ABOUT THIS EXERCISE: Please copy out the entries below exactly, beginning with the line that contains "negative clicks: (508, 472) (902, 551)" and ending with the line that contains "513L590 556L734 541L629", and include nothing outside that span.

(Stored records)
>>>>>

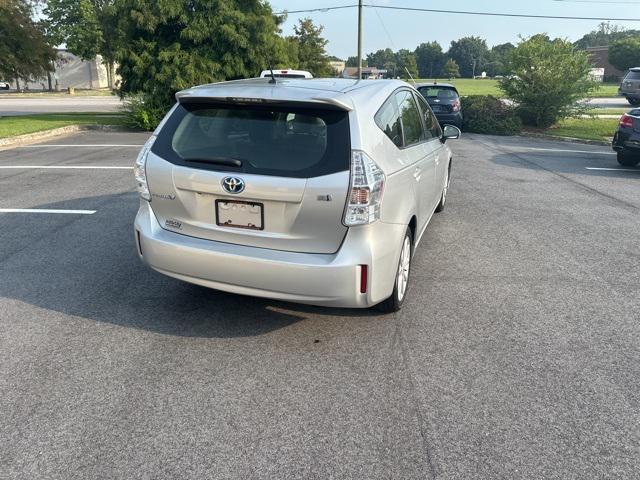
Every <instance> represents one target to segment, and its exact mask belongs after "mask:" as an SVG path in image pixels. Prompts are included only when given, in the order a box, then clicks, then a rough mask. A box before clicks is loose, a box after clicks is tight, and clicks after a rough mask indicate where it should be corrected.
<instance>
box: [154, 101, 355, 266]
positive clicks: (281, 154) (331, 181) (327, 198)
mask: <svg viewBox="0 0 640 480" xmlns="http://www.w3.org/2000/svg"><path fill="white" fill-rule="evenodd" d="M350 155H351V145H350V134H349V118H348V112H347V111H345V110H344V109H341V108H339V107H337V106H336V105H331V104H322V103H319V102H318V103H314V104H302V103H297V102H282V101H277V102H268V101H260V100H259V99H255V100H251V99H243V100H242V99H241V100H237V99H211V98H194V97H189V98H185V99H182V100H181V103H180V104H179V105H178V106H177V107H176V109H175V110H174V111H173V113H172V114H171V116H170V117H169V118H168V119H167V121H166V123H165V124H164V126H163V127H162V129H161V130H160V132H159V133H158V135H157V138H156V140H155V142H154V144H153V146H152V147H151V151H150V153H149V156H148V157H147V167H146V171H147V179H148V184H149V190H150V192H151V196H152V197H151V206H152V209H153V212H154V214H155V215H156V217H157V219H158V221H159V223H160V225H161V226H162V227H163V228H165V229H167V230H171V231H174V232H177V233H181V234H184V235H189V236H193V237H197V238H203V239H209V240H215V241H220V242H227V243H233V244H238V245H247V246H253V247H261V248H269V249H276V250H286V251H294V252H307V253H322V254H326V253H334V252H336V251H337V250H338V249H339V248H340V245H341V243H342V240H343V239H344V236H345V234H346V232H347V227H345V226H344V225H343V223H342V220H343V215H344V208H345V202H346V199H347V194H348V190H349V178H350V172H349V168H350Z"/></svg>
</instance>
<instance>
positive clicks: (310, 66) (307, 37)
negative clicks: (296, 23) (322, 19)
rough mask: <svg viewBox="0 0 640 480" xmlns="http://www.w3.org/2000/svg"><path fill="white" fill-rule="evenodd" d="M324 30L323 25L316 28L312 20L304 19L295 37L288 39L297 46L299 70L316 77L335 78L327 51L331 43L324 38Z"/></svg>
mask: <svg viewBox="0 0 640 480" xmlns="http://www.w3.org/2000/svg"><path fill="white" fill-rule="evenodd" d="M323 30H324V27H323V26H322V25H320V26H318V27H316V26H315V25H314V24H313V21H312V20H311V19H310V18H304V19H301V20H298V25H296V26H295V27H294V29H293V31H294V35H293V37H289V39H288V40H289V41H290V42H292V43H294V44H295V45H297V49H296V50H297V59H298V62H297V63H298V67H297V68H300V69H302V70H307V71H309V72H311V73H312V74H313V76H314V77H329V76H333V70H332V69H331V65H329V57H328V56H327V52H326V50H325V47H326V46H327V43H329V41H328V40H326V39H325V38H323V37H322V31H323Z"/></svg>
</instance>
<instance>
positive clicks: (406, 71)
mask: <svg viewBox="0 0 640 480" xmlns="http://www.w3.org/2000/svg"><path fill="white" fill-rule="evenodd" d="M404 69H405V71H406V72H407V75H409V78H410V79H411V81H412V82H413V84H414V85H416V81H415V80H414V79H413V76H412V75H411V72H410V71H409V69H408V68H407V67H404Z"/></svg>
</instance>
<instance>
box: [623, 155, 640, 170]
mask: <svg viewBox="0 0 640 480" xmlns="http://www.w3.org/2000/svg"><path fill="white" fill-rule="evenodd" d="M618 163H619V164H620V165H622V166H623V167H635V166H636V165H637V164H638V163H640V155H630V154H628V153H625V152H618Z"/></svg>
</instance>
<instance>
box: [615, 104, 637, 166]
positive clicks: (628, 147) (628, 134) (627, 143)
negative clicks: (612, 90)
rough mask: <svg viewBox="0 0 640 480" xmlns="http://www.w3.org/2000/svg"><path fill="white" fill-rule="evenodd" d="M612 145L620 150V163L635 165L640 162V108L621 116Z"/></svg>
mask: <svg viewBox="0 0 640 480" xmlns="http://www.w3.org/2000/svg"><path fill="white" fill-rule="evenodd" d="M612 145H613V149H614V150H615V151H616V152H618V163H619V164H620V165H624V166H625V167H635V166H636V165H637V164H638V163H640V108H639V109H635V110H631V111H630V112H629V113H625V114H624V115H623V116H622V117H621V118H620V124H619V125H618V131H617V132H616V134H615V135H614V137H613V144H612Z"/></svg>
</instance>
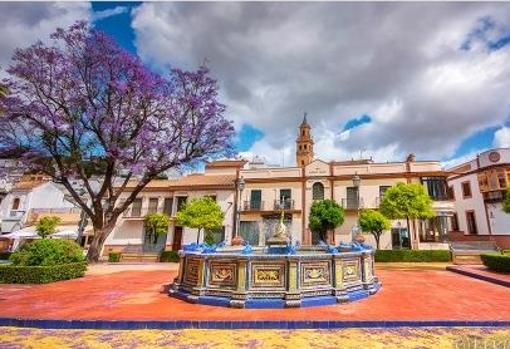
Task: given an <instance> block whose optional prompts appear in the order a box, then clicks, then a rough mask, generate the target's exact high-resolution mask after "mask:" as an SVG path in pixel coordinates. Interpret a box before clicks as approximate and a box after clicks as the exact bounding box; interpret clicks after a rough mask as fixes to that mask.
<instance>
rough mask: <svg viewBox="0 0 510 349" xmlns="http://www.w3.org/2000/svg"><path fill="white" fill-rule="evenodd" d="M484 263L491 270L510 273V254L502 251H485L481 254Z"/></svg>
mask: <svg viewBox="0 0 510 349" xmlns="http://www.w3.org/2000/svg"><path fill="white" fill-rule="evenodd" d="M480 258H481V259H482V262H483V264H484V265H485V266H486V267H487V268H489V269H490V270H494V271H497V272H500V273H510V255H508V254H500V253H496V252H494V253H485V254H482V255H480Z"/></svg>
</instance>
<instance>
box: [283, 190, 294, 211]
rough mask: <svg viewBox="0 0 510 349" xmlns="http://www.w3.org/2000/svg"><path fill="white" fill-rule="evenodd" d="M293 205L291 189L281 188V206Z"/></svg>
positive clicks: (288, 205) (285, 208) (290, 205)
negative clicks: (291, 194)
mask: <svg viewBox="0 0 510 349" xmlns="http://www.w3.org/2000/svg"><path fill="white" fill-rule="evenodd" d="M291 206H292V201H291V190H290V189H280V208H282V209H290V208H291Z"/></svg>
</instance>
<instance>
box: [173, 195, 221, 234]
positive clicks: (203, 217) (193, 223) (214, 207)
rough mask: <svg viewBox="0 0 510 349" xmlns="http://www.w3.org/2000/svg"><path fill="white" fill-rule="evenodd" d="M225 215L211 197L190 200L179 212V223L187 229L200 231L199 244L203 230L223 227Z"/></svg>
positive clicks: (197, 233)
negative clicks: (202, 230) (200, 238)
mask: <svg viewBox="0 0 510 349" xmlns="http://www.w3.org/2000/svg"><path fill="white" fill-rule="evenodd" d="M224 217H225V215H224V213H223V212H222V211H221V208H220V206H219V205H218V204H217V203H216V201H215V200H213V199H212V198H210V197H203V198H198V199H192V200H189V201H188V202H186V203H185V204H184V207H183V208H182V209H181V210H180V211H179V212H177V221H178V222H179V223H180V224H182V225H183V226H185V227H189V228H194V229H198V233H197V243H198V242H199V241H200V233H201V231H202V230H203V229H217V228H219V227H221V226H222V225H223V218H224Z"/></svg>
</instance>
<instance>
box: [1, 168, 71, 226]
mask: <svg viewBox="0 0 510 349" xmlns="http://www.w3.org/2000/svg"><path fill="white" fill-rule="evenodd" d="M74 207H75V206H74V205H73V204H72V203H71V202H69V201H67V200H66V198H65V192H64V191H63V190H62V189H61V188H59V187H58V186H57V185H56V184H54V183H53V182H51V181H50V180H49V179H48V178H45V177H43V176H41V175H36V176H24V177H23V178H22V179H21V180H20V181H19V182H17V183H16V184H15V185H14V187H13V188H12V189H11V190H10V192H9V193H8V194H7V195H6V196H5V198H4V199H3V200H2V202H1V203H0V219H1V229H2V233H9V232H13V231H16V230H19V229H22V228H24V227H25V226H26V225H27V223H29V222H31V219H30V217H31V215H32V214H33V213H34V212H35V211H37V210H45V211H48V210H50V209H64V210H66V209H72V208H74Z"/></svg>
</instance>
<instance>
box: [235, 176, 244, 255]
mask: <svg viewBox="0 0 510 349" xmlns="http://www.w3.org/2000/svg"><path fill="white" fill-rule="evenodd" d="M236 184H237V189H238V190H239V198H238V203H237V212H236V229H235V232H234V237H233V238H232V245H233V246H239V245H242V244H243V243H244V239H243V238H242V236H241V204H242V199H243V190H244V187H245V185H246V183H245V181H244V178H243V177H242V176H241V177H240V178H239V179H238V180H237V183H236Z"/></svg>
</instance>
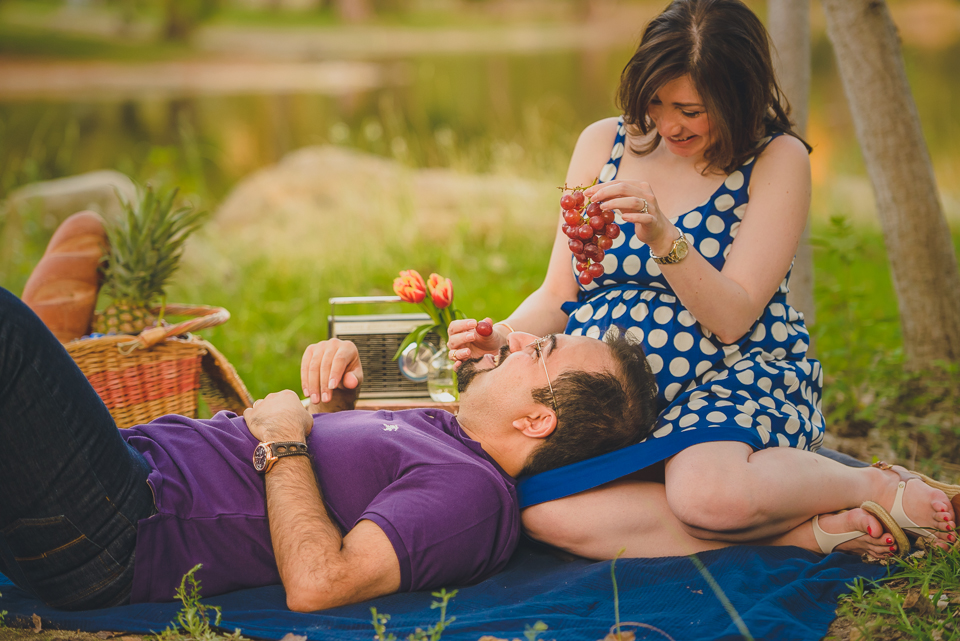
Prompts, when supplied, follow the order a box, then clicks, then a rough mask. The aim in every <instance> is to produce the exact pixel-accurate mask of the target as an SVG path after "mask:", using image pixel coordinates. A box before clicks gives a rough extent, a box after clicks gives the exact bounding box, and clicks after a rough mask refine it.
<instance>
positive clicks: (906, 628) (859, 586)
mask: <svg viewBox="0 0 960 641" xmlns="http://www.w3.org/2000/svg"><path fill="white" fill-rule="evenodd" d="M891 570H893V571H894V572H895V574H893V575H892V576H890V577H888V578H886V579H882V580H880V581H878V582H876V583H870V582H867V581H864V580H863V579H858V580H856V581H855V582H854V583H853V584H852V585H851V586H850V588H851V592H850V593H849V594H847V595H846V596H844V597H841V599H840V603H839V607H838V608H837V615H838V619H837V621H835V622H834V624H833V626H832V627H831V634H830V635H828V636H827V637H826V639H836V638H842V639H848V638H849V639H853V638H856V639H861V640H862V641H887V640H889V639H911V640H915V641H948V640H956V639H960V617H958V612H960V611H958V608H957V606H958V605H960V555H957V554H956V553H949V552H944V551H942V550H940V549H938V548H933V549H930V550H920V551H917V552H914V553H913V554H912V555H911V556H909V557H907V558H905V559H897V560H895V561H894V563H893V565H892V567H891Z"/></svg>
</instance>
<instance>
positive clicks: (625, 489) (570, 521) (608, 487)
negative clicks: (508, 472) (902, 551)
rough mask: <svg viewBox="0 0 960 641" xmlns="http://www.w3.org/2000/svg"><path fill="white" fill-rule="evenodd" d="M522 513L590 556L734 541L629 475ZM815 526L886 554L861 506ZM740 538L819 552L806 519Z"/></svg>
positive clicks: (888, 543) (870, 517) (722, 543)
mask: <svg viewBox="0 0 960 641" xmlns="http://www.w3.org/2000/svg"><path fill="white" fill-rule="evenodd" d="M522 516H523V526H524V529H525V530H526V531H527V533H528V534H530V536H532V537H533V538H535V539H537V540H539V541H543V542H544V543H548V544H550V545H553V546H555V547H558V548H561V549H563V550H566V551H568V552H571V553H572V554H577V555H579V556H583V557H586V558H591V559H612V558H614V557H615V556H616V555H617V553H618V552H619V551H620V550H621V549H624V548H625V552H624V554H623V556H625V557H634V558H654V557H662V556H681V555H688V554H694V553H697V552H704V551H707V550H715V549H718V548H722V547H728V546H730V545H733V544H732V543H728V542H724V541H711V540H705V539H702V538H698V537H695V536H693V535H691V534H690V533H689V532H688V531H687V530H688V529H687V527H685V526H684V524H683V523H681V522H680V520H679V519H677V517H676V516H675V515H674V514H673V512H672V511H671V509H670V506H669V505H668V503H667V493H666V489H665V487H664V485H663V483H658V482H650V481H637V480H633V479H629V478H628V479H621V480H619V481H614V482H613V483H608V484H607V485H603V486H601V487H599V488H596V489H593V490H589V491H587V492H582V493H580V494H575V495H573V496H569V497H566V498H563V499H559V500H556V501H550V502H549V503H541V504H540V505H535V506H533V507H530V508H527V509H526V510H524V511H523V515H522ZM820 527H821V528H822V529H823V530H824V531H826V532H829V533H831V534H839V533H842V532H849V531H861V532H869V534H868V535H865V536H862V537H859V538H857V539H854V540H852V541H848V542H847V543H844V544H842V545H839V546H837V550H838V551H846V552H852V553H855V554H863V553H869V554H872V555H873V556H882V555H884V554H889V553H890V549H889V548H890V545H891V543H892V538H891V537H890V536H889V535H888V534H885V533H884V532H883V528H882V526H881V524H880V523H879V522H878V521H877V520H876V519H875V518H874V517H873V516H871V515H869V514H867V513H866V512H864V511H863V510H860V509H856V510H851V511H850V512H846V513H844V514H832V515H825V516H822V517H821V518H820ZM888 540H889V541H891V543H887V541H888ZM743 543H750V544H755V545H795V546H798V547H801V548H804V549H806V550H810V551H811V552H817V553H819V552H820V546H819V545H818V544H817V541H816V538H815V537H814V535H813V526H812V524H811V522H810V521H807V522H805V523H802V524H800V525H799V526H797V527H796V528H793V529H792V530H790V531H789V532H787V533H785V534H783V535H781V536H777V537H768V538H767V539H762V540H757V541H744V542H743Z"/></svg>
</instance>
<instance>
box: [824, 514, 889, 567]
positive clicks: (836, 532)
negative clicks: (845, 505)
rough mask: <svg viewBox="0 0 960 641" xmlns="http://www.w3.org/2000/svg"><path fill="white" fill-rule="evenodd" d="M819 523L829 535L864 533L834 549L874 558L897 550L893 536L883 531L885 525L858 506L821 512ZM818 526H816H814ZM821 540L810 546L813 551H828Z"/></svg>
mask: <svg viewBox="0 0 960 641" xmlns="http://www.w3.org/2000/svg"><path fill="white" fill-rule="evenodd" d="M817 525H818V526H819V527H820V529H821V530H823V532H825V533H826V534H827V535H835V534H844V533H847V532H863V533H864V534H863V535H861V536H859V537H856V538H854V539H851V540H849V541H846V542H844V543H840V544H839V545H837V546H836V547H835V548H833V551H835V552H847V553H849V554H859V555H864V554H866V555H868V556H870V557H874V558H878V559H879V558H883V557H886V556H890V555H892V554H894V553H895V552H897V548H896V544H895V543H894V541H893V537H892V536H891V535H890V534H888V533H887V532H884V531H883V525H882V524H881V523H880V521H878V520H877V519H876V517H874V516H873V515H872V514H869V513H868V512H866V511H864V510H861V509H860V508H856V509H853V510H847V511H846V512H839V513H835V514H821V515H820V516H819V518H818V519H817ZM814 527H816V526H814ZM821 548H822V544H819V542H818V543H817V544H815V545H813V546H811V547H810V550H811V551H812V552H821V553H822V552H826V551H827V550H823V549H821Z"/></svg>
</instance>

<<<<<

EXERCISE ANSWER:
negative clicks: (508, 472) (902, 551)
rough mask: <svg viewBox="0 0 960 641" xmlns="http://www.w3.org/2000/svg"><path fill="white" fill-rule="evenodd" d="M522 513L590 556L734 541L629 475ZM815 526L886 554L861 506ZM740 538L819 552L806 519Z"/></svg>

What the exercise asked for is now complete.